• [EXCERPTED RECORDS]:
=-=-=

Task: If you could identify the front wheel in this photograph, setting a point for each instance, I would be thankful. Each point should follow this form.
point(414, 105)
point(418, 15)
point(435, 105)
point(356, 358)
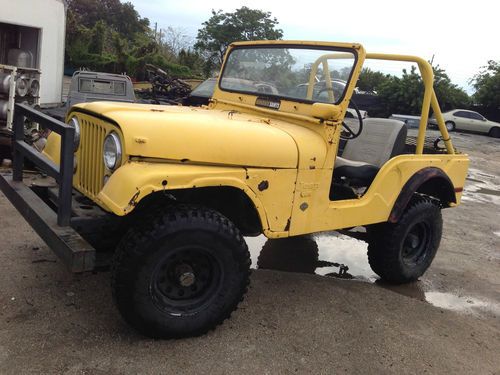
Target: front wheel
point(402, 252)
point(181, 273)
point(494, 132)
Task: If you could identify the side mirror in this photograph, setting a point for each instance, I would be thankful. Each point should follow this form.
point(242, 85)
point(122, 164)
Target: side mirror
point(325, 111)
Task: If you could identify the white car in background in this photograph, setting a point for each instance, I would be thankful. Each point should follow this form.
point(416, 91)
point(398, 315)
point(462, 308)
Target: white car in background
point(462, 119)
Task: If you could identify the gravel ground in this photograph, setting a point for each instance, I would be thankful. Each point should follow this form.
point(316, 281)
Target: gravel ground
point(290, 322)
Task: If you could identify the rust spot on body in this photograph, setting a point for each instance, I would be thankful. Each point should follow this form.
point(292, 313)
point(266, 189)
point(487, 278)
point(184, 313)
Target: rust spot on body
point(263, 185)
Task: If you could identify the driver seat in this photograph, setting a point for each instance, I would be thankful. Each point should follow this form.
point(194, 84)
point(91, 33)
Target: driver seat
point(362, 158)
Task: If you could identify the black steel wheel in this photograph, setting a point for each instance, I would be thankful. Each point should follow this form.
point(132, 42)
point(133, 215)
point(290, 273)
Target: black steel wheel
point(402, 252)
point(494, 132)
point(180, 273)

=-=-=

Produce an exact transcription of the lines from the one containing "Target: rust spot on body" through the end of the records, both included, and no other lines.

• [EXERCISE RESPONSE]:
Target: rust spot on body
point(263, 185)
Task: If you could identify the driver seat in this photograph, setting a point for each instance, I would be thankful. Each point should follow this form.
point(194, 84)
point(91, 33)
Target: driver seat
point(362, 158)
Task: If you could identify the black steel wheel in this photograph, setting a point for each instance, I would be thankful. Each point should follow this form.
point(132, 42)
point(133, 215)
point(290, 273)
Target: black steel wheel
point(402, 252)
point(494, 132)
point(180, 273)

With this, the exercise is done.